___ Provided text ___

1481950 - Find out why WebRender's CONTENT_FRAME_TIMEs are what they are

Reporter

Description

•

6 years ago

The frame time graph in https://docs.google.com/document/d/1Gh5de2b9YB4FMwDLYoAU9xnEBEkHzcaF3WUoJQs0lOM/edit# is surprising. WebRender has some better scores at the low end but is generally worse. We should make sure it all makes sense.

Sotaro Ikeda [:sotaro]

Comment 1

•

6 years ago

One cause of the difference seems to be EmptyTransaction handling. ShadowLayerForwarder::EndTransaction() does not forward transaction when transaction is empty.
  https://dxr.mozilla.org/mozilla-central/source/gfx/layers/ipc/ShadowLayers.cpp#643

But WebRenderLayerManager::EndEmptyTransaction() almost always forwards transactions.
  https://dxr.mozilla.org/mozilla-central/source/gfx/layers/wr/WebRenderLayerManager.cpp#180

And WebRenderBridgeParent::RecvEmptyTransaction() returns did composite by calling cbp->NotifyPipelineRendered() if the transaction does not have updates.
  https://dxr.mozilla.org/mozilla-central/source/gfx/layers/wr/WebRenderBridgeParent.cpp#911

Sotaro Ikeda [:sotaro]

Comment 2

•

6 years ago

Bug 1482032 is created for comment 1.

___ Extracted records ___

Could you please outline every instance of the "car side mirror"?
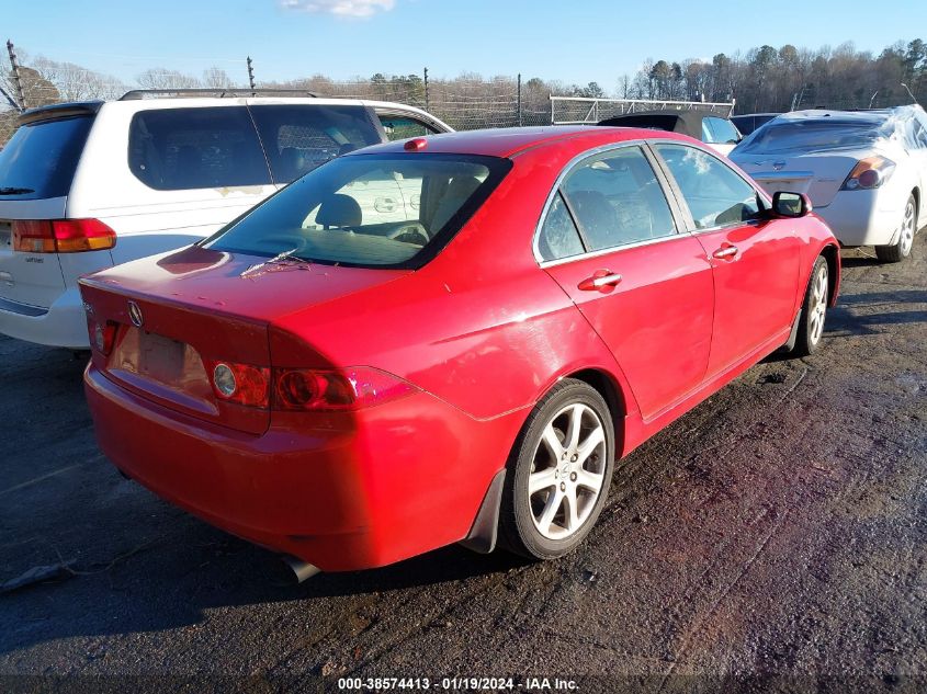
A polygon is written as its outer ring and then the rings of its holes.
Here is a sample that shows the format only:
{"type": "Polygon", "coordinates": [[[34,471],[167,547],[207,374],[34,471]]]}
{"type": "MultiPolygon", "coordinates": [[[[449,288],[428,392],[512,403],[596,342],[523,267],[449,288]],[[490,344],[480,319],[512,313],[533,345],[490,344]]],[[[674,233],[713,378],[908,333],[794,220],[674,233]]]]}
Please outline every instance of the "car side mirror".
{"type": "Polygon", "coordinates": [[[811,200],[804,193],[780,191],[772,195],[772,214],[777,217],[804,217],[811,211],[811,200]]]}

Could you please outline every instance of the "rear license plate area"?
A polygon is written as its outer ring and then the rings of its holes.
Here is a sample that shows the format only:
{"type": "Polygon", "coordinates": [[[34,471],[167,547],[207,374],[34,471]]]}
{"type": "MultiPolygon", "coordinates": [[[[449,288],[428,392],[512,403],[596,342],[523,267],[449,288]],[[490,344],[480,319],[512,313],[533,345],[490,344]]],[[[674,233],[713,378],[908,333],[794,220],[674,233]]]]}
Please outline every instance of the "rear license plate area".
{"type": "Polygon", "coordinates": [[[13,225],[0,219],[0,251],[13,250],[13,225]]]}
{"type": "Polygon", "coordinates": [[[154,332],[138,332],[138,374],[163,384],[183,376],[186,344],[154,332]]]}

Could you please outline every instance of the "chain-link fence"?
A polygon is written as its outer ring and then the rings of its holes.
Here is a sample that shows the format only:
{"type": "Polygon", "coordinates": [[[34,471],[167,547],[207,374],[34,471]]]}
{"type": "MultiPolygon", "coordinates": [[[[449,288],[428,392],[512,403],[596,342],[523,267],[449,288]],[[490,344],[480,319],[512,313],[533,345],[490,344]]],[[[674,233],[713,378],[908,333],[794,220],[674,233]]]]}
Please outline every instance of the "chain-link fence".
{"type": "MultiPolygon", "coordinates": [[[[34,107],[66,101],[60,96],[67,90],[56,90],[48,82],[36,86],[25,94],[26,106],[34,107]],[[41,99],[39,99],[41,96],[41,99]]],[[[177,86],[188,88],[190,84],[177,86]]],[[[378,78],[370,80],[334,81],[324,77],[286,83],[258,82],[258,88],[294,89],[318,96],[389,101],[423,109],[457,130],[476,128],[513,127],[518,125],[551,125],[550,92],[528,88],[518,78],[493,80],[456,79],[429,80],[418,76],[378,78]]],[[[124,87],[127,91],[131,87],[124,87]]],[[[240,93],[247,88],[237,88],[240,93]]],[[[217,93],[219,93],[217,91],[217,93]]],[[[84,99],[113,99],[112,90],[88,93],[84,99]]],[[[0,145],[5,143],[16,127],[16,113],[12,109],[0,111],[0,145]]]]}
{"type": "Polygon", "coordinates": [[[662,110],[706,111],[723,117],[730,117],[733,103],[708,103],[701,101],[655,101],[648,99],[592,99],[583,96],[551,96],[551,112],[547,120],[554,125],[588,124],[595,125],[606,118],[625,113],[662,110]]]}

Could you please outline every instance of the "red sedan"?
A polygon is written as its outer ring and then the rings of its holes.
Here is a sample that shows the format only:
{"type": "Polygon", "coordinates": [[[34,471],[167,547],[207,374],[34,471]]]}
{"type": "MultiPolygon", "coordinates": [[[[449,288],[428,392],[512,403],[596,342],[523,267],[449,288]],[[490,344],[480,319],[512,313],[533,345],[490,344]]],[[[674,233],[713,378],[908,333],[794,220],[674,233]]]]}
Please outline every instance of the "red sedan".
{"type": "Polygon", "coordinates": [[[782,346],[837,242],[693,139],[441,135],[338,158],[210,239],[81,282],[127,476],[323,570],[558,557],[614,460],[782,346]]]}

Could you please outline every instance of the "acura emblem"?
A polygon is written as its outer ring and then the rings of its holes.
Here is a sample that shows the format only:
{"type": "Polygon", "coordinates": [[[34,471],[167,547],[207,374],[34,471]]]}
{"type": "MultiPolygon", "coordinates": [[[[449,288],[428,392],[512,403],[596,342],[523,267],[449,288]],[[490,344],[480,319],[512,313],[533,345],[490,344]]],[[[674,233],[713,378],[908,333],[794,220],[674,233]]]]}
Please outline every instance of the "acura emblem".
{"type": "Polygon", "coordinates": [[[138,308],[138,304],[135,302],[128,303],[128,318],[136,328],[140,328],[142,323],[145,322],[145,318],[142,316],[142,309],[138,308]]]}

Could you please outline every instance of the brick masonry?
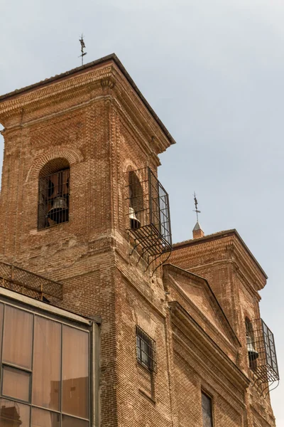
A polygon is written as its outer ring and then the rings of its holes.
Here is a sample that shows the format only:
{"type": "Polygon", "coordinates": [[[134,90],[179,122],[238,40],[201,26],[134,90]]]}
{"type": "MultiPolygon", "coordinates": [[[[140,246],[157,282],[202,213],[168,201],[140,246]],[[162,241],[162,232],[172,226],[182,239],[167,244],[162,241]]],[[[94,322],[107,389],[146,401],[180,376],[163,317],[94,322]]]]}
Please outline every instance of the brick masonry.
{"type": "Polygon", "coordinates": [[[116,58],[0,97],[0,122],[1,258],[62,282],[62,307],[102,315],[101,425],[202,427],[204,390],[215,427],[275,426],[246,355],[266,276],[238,235],[177,245],[153,275],[130,255],[127,172],[156,174],[173,139],[116,58]],[[55,159],[70,167],[70,220],[38,230],[38,176],[55,159]],[[137,362],[136,325],[155,374],[137,362]]]}

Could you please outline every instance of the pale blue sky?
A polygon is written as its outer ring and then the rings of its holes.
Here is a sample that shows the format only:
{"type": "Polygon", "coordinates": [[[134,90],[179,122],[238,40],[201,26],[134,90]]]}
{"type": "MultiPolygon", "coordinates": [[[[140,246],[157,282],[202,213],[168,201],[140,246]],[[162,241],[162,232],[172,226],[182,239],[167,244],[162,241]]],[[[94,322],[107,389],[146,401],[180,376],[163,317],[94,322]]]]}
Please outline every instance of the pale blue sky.
{"type": "MultiPolygon", "coordinates": [[[[174,241],[192,236],[194,191],[207,234],[238,230],[269,277],[261,309],[281,374],[283,0],[1,0],[1,94],[80,65],[82,32],[86,62],[116,53],[177,141],[159,171],[174,241]]],[[[271,393],[278,427],[283,394],[283,385],[271,393]]]]}

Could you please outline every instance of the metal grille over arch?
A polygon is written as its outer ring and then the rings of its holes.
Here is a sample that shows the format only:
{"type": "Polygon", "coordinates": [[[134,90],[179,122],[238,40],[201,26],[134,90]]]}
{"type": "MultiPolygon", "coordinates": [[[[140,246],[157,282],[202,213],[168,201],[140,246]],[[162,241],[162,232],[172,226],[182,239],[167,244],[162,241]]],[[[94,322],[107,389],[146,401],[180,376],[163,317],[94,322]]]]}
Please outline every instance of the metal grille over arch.
{"type": "Polygon", "coordinates": [[[38,228],[67,222],[69,199],[69,162],[64,158],[50,160],[39,175],[38,228]]]}

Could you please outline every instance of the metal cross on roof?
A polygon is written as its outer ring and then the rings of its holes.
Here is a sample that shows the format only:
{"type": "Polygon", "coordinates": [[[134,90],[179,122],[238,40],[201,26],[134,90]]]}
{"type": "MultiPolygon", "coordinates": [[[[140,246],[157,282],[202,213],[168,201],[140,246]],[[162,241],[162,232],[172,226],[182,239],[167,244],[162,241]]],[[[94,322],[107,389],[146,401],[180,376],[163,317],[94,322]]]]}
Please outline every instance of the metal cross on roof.
{"type": "Polygon", "coordinates": [[[196,198],[195,191],[194,192],[193,196],[195,196],[195,209],[194,209],[193,212],[196,212],[196,218],[198,222],[198,214],[201,214],[201,211],[198,211],[198,209],[197,209],[198,201],[196,198]]]}
{"type": "Polygon", "coordinates": [[[81,35],[81,38],[79,39],[79,41],[81,43],[81,55],[79,56],[79,58],[81,57],[81,58],[82,58],[82,65],[83,65],[83,63],[84,63],[83,57],[85,55],[87,55],[87,52],[84,52],[84,49],[86,48],[86,46],[84,44],[84,38],[83,38],[83,34],[81,35]]]}

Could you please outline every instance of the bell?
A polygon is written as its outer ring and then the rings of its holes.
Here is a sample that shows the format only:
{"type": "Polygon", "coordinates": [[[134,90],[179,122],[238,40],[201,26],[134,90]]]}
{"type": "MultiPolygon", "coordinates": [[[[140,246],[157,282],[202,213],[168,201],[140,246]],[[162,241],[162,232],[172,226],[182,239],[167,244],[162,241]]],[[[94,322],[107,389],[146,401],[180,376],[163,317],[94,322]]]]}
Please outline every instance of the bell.
{"type": "Polygon", "coordinates": [[[256,360],[258,357],[258,353],[253,346],[251,337],[246,335],[246,348],[248,349],[249,360],[256,360]]]}
{"type": "Polygon", "coordinates": [[[141,226],[140,221],[136,218],[135,211],[131,206],[129,206],[129,218],[131,228],[134,229],[139,228],[141,226]]]}
{"type": "Polygon", "coordinates": [[[58,224],[67,221],[68,206],[65,197],[58,196],[54,199],[53,206],[48,211],[48,217],[58,224]]]}

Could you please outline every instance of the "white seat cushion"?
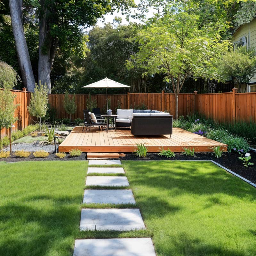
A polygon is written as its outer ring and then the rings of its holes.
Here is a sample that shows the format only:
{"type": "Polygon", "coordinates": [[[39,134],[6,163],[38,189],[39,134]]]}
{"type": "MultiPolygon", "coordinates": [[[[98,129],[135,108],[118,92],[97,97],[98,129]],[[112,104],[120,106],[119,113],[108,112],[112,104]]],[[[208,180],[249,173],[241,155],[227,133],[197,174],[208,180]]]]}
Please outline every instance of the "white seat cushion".
{"type": "Polygon", "coordinates": [[[118,118],[128,118],[133,113],[133,109],[117,109],[117,117],[118,118]]]}
{"type": "Polygon", "coordinates": [[[116,123],[131,123],[131,120],[127,118],[117,118],[116,119],[116,123]]]}

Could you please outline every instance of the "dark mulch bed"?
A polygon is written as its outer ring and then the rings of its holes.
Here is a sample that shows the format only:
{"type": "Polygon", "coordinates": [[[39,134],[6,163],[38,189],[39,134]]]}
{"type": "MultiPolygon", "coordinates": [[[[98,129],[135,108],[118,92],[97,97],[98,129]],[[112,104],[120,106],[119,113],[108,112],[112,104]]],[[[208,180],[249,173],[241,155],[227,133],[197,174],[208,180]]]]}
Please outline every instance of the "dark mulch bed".
{"type": "Polygon", "coordinates": [[[247,179],[252,182],[256,184],[256,153],[250,151],[250,152],[252,159],[250,162],[254,164],[254,165],[251,165],[249,167],[244,166],[242,160],[238,158],[240,155],[236,153],[225,153],[225,155],[217,159],[211,153],[197,153],[197,157],[187,156],[183,155],[181,153],[176,154],[176,156],[174,158],[167,158],[164,156],[160,156],[157,153],[149,153],[148,156],[144,158],[140,158],[136,157],[132,153],[127,153],[124,157],[121,157],[122,160],[166,160],[173,161],[174,160],[213,160],[217,163],[226,167],[228,169],[234,172],[243,177],[247,179]]]}
{"type": "Polygon", "coordinates": [[[82,153],[80,156],[71,157],[69,156],[69,154],[67,154],[66,157],[64,158],[59,158],[55,155],[55,153],[50,153],[48,156],[45,158],[38,158],[35,157],[32,154],[28,157],[25,158],[17,157],[14,154],[11,154],[10,157],[5,158],[0,158],[0,161],[5,161],[6,162],[18,162],[21,161],[69,161],[76,160],[79,161],[85,160],[85,153],[82,153]]]}

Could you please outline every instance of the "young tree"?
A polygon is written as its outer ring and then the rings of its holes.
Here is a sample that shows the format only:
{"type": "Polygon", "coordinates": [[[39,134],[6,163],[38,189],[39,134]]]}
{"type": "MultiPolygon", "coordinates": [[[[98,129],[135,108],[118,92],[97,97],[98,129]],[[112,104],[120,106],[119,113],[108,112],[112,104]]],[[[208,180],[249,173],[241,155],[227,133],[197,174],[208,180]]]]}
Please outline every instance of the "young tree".
{"type": "Polygon", "coordinates": [[[71,124],[71,115],[74,114],[76,111],[77,106],[76,104],[75,95],[72,98],[70,98],[68,92],[65,93],[64,101],[63,102],[63,107],[65,111],[70,115],[70,124],[71,124]]]}
{"type": "Polygon", "coordinates": [[[221,40],[226,23],[202,24],[200,17],[180,3],[173,5],[161,18],[156,17],[139,32],[139,51],[128,68],[147,69],[144,73],[162,73],[175,95],[175,117],[179,116],[179,94],[187,77],[208,77],[211,60],[226,50],[221,40]]]}
{"type": "Polygon", "coordinates": [[[238,92],[242,92],[242,85],[246,84],[245,92],[251,79],[256,74],[256,50],[244,47],[231,49],[216,60],[215,67],[215,79],[224,82],[233,77],[238,92]]]}
{"type": "Polygon", "coordinates": [[[36,84],[35,92],[31,94],[31,98],[28,109],[29,114],[37,118],[41,130],[42,118],[45,116],[48,108],[48,89],[46,84],[43,85],[39,81],[39,84],[36,84]]]}

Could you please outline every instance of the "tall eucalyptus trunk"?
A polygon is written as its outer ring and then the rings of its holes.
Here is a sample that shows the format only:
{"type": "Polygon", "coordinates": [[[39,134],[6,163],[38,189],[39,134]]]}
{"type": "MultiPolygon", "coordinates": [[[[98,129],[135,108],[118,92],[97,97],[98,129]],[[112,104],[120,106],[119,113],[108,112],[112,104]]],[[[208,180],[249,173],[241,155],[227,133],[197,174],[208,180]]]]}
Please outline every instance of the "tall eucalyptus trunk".
{"type": "Polygon", "coordinates": [[[28,92],[34,92],[35,80],[22,22],[22,0],[9,0],[12,31],[22,82],[28,92]]]}

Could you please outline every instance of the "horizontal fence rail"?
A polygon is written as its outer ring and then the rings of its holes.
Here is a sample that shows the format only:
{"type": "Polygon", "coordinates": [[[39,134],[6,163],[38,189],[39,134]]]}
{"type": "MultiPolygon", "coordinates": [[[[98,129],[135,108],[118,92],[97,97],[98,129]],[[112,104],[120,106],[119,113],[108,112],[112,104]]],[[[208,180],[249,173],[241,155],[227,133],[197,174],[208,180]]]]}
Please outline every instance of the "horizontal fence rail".
{"type": "MultiPolygon", "coordinates": [[[[28,124],[35,123],[37,118],[28,113],[28,106],[31,93],[23,91],[12,90],[17,96],[14,103],[18,104],[15,116],[18,120],[14,124],[13,130],[22,130],[28,124]]],[[[70,98],[74,95],[70,95],[70,98]]],[[[77,118],[83,119],[83,110],[87,108],[89,95],[75,95],[77,110],[72,115],[73,120],[77,118]]],[[[91,101],[97,102],[102,114],[107,111],[107,98],[105,94],[91,95],[91,101]]],[[[51,108],[56,109],[57,118],[69,118],[69,115],[63,107],[64,94],[52,94],[49,95],[49,103],[51,108]]],[[[175,116],[175,95],[173,93],[135,93],[127,94],[110,94],[108,95],[108,108],[115,112],[117,108],[143,108],[169,112],[175,116]]],[[[220,93],[180,93],[179,95],[179,114],[184,116],[190,114],[198,113],[206,117],[213,118],[220,122],[233,120],[256,122],[256,92],[237,93],[237,89],[232,89],[231,92],[220,93]]],[[[8,134],[9,131],[2,129],[2,135],[8,134]]]]}

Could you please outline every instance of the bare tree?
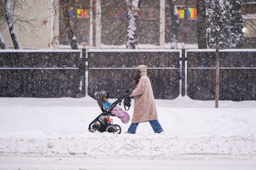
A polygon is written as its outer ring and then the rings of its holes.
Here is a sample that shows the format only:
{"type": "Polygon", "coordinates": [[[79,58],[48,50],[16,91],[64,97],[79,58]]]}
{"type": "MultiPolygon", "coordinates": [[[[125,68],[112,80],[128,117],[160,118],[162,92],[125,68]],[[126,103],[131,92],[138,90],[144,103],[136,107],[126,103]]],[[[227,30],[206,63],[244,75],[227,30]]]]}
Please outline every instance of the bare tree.
{"type": "Polygon", "coordinates": [[[63,0],[64,2],[60,2],[60,6],[63,11],[64,23],[66,27],[66,30],[68,33],[68,40],[71,46],[71,49],[73,50],[78,50],[77,45],[76,37],[74,32],[73,24],[70,19],[70,16],[69,13],[67,6],[67,3],[65,3],[68,1],[67,0],[63,0]]]}
{"type": "Polygon", "coordinates": [[[8,24],[9,31],[13,43],[14,48],[15,49],[22,49],[22,47],[16,32],[14,26],[12,0],[4,0],[4,17],[8,24]]]}
{"type": "Polygon", "coordinates": [[[178,27],[179,26],[178,14],[177,7],[173,5],[174,0],[168,0],[171,16],[171,49],[178,49],[178,27]]]}
{"type": "Polygon", "coordinates": [[[140,8],[141,0],[127,0],[128,6],[128,19],[129,26],[127,31],[128,41],[126,44],[126,48],[129,49],[135,49],[136,42],[138,39],[136,39],[137,24],[136,20],[138,17],[138,13],[140,8]]]}
{"type": "Polygon", "coordinates": [[[2,31],[0,29],[0,47],[1,49],[8,49],[8,47],[6,44],[4,37],[3,36],[2,31]]]}
{"type": "Polygon", "coordinates": [[[215,108],[219,108],[219,67],[220,61],[219,50],[219,33],[220,30],[220,20],[221,15],[220,11],[220,1],[214,0],[215,7],[214,11],[215,13],[215,35],[216,36],[216,75],[215,82],[215,108]]]}

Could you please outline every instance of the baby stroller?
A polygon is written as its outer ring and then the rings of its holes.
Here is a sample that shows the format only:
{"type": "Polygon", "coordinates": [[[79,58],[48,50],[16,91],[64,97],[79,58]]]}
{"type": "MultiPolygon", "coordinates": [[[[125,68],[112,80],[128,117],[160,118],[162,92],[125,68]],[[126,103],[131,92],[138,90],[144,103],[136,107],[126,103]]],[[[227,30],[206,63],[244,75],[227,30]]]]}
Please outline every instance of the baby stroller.
{"type": "MultiPolygon", "coordinates": [[[[88,129],[89,132],[94,133],[98,131],[100,132],[103,133],[104,132],[107,132],[109,133],[115,134],[117,133],[118,134],[120,134],[122,131],[121,127],[120,126],[117,124],[114,124],[113,122],[113,119],[109,119],[110,116],[117,116],[124,123],[127,123],[129,120],[129,116],[127,113],[122,110],[120,108],[117,107],[123,112],[124,112],[128,116],[128,119],[127,121],[127,119],[125,122],[123,121],[121,115],[118,112],[114,112],[113,109],[116,110],[116,105],[119,103],[121,105],[121,102],[124,99],[124,105],[125,109],[128,110],[131,106],[131,98],[129,97],[129,95],[131,93],[133,89],[128,89],[125,91],[124,94],[120,98],[118,99],[115,102],[111,104],[109,107],[107,112],[105,110],[104,108],[104,103],[102,101],[102,96],[104,95],[107,99],[108,98],[109,93],[106,92],[104,90],[101,92],[96,92],[94,94],[95,98],[97,101],[97,102],[99,105],[102,113],[97,117],[89,125],[88,129]],[[126,106],[128,107],[127,109],[126,106]],[[113,111],[112,111],[113,110],[113,111]],[[114,113],[114,114],[113,114],[114,113]]],[[[116,111],[115,110],[115,111],[116,111]]],[[[119,110],[119,111],[121,111],[119,110]]]]}

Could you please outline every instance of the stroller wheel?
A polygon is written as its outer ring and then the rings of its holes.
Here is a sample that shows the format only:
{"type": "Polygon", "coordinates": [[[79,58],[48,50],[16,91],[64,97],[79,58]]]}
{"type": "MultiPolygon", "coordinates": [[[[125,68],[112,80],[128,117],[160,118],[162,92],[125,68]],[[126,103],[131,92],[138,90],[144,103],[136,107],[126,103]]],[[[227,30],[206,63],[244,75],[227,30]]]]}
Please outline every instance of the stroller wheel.
{"type": "Polygon", "coordinates": [[[120,126],[116,124],[114,125],[113,126],[114,126],[116,128],[116,133],[119,134],[121,133],[122,129],[120,126]]]}
{"type": "Polygon", "coordinates": [[[96,132],[96,129],[94,128],[91,128],[89,130],[89,132],[90,132],[95,133],[96,132]]]}
{"type": "Polygon", "coordinates": [[[115,134],[117,132],[117,129],[115,126],[113,125],[109,125],[106,128],[106,132],[115,134]]]}

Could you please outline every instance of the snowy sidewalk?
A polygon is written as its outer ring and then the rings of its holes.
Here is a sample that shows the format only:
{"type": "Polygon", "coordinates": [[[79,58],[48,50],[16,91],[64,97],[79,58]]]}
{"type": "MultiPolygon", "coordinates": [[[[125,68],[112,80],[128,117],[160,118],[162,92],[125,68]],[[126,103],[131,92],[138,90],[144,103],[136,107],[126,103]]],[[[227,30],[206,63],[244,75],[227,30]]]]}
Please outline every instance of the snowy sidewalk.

___

• **Given request 1**
Answer these questions about the WebRender frame-time bug thread, one per line.
(a) According to the description, how does WebRender score at the low end compared with its general results?
(b) Which function does Comment 1 say does not forward a transaction when the transaction is empty?
(c) Which bug does Comment 2 say was created for comment 1?
• **Given request 2**
Continue the WebRender frame-time bug thread from the point where it stops.

• **Task output 1**
(a) WebRender has some better scores at the low end but is generally worse.
(b) ShadowLayerForwarder::EndTransaction()
(c) Bug 1482032

• **Task output 2**
Sotaro Ikeda [:sotaro]

Updated

•

6 years ago

Depends on: 1482032

Matt Woodrow (:mattwoodrow)

Comment 3

•

6 years ago

Thanks Sotaro!

It might also make sense to only register a value for CONTENT_FRAME_TIME if we actually drew something. Both backends seem to have fallbacks path where we call DidComposite/NotifyPipelineRendered even when no work was done.

I think we need some code to run to ensure MozAfterPaint is delivered (since JS can be waiting for it), but we should be able to skip recording the telemetry value.

Matt Woodrow (:mattwoodrow)

Comment 4

•

6 years ago

I reproduced this earlier today (by setting a breakpoint when CONTENT_FRAME_TIME was registered with a value less than 80), and it came from the real render callback (NotifyDidRender).

That might be a sign of another bug, or might have just been a weird one off.

Matt Woodrow (:mattwoodrow)

Comment 5

•

6 years ago

Having profiler markers (with the epoch/transaction id included) for all the events here would make it easier to visualize.

Sotaro Ikeda [:sotaro]

Comment 6

•

6 years ago

There is also additional difference in WebRenderBridgeParent::RecvEmptyTransaction(). !ScrollUpdatesMap.empty() trigger composition, but it does not generate next webrender epoch. It seems better to generate next webrender epoch in this case.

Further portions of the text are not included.